[start GIVEN DATA]
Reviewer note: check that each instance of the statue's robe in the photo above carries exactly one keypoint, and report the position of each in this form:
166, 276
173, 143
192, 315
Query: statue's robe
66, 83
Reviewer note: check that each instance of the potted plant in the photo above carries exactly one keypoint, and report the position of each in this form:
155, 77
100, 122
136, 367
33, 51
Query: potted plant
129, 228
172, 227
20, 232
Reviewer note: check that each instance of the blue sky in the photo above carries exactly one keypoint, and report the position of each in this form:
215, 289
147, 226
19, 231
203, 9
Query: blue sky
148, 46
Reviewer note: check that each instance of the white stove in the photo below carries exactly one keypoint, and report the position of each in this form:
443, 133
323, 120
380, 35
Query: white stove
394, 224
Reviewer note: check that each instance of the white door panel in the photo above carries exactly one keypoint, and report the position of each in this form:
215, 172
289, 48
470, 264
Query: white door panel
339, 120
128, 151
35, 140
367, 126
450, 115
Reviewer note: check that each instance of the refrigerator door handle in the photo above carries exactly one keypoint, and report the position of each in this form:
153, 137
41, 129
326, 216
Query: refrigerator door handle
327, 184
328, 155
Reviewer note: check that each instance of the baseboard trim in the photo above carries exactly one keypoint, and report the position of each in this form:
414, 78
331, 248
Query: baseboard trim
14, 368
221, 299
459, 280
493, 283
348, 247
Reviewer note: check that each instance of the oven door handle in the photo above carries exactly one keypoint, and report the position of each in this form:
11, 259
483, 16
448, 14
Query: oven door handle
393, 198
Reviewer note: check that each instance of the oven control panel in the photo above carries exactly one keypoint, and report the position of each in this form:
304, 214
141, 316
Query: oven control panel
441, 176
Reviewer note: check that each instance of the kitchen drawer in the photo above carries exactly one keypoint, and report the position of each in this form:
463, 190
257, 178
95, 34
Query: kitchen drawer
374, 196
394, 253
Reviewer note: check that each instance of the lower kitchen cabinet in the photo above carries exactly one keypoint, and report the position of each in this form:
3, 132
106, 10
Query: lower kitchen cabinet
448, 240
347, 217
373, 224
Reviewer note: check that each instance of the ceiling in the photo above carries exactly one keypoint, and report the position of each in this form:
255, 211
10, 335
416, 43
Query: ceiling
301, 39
[end GIVEN DATA]
YOUR INSTRUCTIONS: Retype the whole listing, matching it exactly.

SOLUTION FOR THIS EXERCISE:
Reviewer note: check that each instance of the statue's robe in the photo above carries exactly one keypoint, and report the position of each in this form:
166, 276
173, 143
192, 315
Query: statue's robe
66, 83
Reviewer note: check that each instance of the potted plant in the photo above carries exactly one keypoint, and report the position of each in this form:
155, 77
100, 122
136, 367
33, 51
Query: potted plant
129, 228
172, 227
20, 232
Reviewer note: check that each instance of the blue sky in the photo above carries exactly one keypoint, and report the position of each in this form:
215, 289
147, 226
19, 231
203, 9
Query: blue sky
148, 46
Reviewer note: check that each instance of the white stove in the photo below carries exactly one keypoint, and report the position of each in this form:
443, 133
323, 120
380, 35
Query: white stove
394, 224
Reviewer note: check that each instance of the white door panel in the photo above carries exactly one keypoint, and report the position of each in this form:
215, 172
289, 48
470, 264
Query: white door panel
339, 120
128, 151
35, 140
367, 126
450, 115
Reviewer note: check that each instance of the refrigerator door handle in the photo above carries exactly one keypoint, and report the position of each in this form:
153, 137
41, 129
326, 216
Query: refrigerator door handle
327, 184
328, 155
Reviewer note: check that each instance of the baseboard trim in the photo above carries exactly one keypoint, and report the position of each in this form:
414, 78
331, 248
Query: baseboard trim
14, 368
221, 299
459, 280
493, 283
348, 247
Reviewer note: check that each instance of the oven door handle in the photo above carries exactly one keypoint, and report the position of each in this form:
11, 259
483, 16
448, 14
Query: oven door handle
393, 198
Reviewer note: check that each instance of the oven control panel in the photo above carries exactly one keypoint, and report the position of each in this form:
304, 214
141, 316
Query: oven control panel
441, 176
Reviewer note: check that each instance of the kitchen drawer in the photo above carries exactly one keypoint, and report the position of each in this form:
463, 190
257, 178
95, 34
Query: kitchen drawer
374, 196
394, 253
Reviewer note: check that each instance of the lower kitchen cabinet in the photo above carries exactly one keypoint, and report the position of each in this form:
3, 132
106, 10
Query: lower kitchen cabinet
448, 240
347, 217
373, 224
Reviewer note: check that each instance of the ceiling in the photo above carries exactly one keypoint, and report the position of each in this form:
255, 211
10, 335
416, 43
Query: ceiling
301, 39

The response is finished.